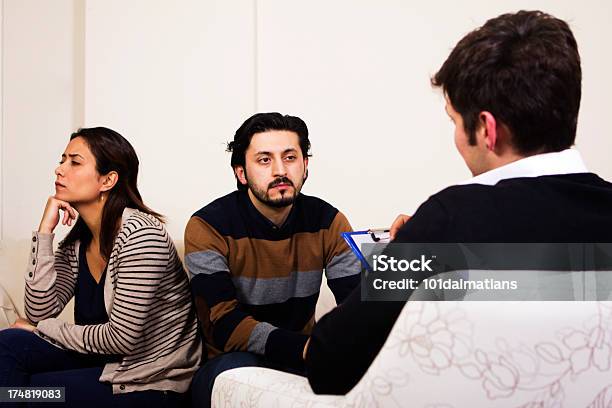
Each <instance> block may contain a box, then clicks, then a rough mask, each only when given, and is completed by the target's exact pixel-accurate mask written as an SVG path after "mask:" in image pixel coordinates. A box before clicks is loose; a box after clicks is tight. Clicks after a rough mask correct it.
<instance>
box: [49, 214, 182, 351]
mask: <svg viewBox="0 0 612 408" xmlns="http://www.w3.org/2000/svg"><path fill="white" fill-rule="evenodd" d="M119 238H120V237H119ZM119 238H118V239H119ZM170 248H171V241H170V237H169V236H168V234H167V232H166V231H165V229H164V228H163V226H161V225H142V226H140V227H138V228H136V229H134V230H133V231H132V232H131V233H129V235H128V236H127V237H126V240H125V242H124V243H123V246H122V247H121V249H120V250H119V253H118V255H117V257H116V259H112V262H111V261H109V266H108V268H109V269H108V271H107V273H110V274H111V277H112V279H116V287H115V290H114V293H113V296H114V297H113V303H112V308H111V311H110V315H109V321H108V322H106V323H104V324H97V325H85V326H80V325H75V324H71V323H66V322H63V321H61V320H59V319H56V318H51V319H46V320H42V321H41V322H39V323H38V327H37V329H38V331H40V332H41V333H42V334H44V335H45V336H48V337H50V338H51V339H53V340H55V341H56V342H58V343H60V344H61V345H63V346H64V347H66V348H68V349H71V350H75V351H78V352H80V353H97V354H116V355H128V354H133V353H134V352H135V349H136V348H137V347H138V346H142V344H141V338H142V334H143V332H144V330H145V329H146V325H147V324H148V323H150V322H148V317H149V314H150V312H151V310H152V307H153V306H154V302H156V301H157V302H159V299H158V293H157V292H158V288H159V286H160V284H161V282H162V281H163V280H164V279H165V278H166V275H167V274H168V272H167V265H168V262H169V258H170ZM153 249H154V250H153ZM111 258H112V257H111ZM113 275H114V276H113Z"/></svg>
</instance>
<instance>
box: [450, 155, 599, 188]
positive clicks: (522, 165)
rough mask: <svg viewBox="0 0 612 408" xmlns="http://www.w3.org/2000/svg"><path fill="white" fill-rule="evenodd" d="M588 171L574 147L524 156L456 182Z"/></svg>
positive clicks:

.....

:: YOUR OBJECTIVE ::
Reproduce every line above word for word, leaving out the picture.

:: ANSWER TO THE PROBLEM ::
Each <instance> block may contain a box, then clicks, then a rough mask, each only when given, and is completed by the target's exact pixel-accurate mask written as an SVG path after "mask:" in image pixel coordinates. A box before clicks is loose; a box after clicks is tight. Clicks after a rough mask correct it.
<instance>
box: [49, 214, 182, 351]
mask: <svg viewBox="0 0 612 408" xmlns="http://www.w3.org/2000/svg"><path fill="white" fill-rule="evenodd" d="M119 238H120V237H119ZM119 238H118V239H119ZM170 248H171V241H170V237H169V236H168V234H167V232H166V231H165V229H164V228H163V226H161V225H142V226H140V227H138V228H136V229H134V230H133V231H132V232H131V233H129V235H128V236H127V237H126V240H125V242H124V243H123V246H122V247H121V249H120V250H119V253H118V255H117V257H116V259H112V262H111V261H109V266H108V268H109V269H108V271H107V273H110V274H111V277H112V279H116V287H115V290H114V293H113V296H114V297H113V303H112V308H111V311H110V315H109V321H108V322H106V323H104V324H97V325H85V326H80V325H75V324H71V323H66V322H63V321H61V320H59V319H56V318H51V319H46V320H42V321H41V322H39V323H38V327H37V329H38V331H40V332H41V333H42V334H44V335H45V336H48V337H50V338H51V339H53V340H55V341H56V342H58V343H60V344H61V345H63V346H64V347H66V348H68V349H71V350H75V351H78V352H80V353H97V354H116V355H128V354H133V353H134V352H135V349H136V348H137V347H138V346H142V344H141V338H142V334H143V332H144V330H145V329H146V325H147V324H148V323H150V322H148V317H149V314H150V312H151V310H152V307H153V306H154V302H156V301H157V302H159V299H158V293H157V292H158V288H159V286H160V284H161V282H162V281H163V280H164V279H165V278H166V275H167V274H168V272H167V265H168V262H169V258H170ZM153 249H154V250H153ZM111 258H112V257H111ZM113 275H114V276H113Z"/></svg>
</instance>
<instance>
box: [450, 155, 599, 188]
positive clicks: (522, 165)
rough mask: <svg viewBox="0 0 612 408" xmlns="http://www.w3.org/2000/svg"><path fill="white" fill-rule="evenodd" d="M588 171L574 147L524 156L456 182Z"/></svg>
positive clicks:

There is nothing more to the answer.